Exercise details:
Turn every row below into a numbered list, skipping any blank lines.

Data taken from a collection:
>>>

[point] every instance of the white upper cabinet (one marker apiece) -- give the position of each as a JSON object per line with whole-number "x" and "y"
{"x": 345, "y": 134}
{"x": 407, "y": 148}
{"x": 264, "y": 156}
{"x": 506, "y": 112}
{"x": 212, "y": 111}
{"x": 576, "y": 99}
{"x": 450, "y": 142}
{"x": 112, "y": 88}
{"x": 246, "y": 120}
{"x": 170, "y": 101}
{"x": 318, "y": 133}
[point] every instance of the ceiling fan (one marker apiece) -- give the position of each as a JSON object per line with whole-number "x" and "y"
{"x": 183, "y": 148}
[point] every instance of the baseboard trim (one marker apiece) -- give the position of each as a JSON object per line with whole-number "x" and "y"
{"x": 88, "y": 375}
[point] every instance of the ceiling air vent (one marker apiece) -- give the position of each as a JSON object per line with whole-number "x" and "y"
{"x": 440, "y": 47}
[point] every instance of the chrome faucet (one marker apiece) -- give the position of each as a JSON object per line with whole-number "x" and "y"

<<<

Response:
1. [point] every instance of the white upper cabinet (one marker apiece) -- give the position of each as a JSON object per line with whole-number "x" and "y"
2. {"x": 345, "y": 134}
3. {"x": 407, "y": 148}
4. {"x": 264, "y": 156}
5. {"x": 506, "y": 112}
6. {"x": 212, "y": 111}
7. {"x": 576, "y": 99}
8. {"x": 450, "y": 142}
9. {"x": 112, "y": 88}
10. {"x": 246, "y": 120}
11. {"x": 170, "y": 101}
12. {"x": 318, "y": 133}
13. [point] every instance of the ceiling fan (one marker apiece) -- give the position of each as a JSON object per line with whole-number "x" and "y"
14. {"x": 183, "y": 148}
15. [point] every instance of the baseboard trim (one marker apiece) -- give the position of each as a JSON object per line with whole-number "x" and "y"
16. {"x": 88, "y": 375}
17. [point] every instance of the ceiling air vent (one marker apiece) -- give the position of each as a JSON object per line with whole-number "x" and "y"
18. {"x": 440, "y": 47}
19. [point] every instance of the chrome faucet (one marker apiece) -- give the position of each as a JSON object per line with whole-number "x" and "y"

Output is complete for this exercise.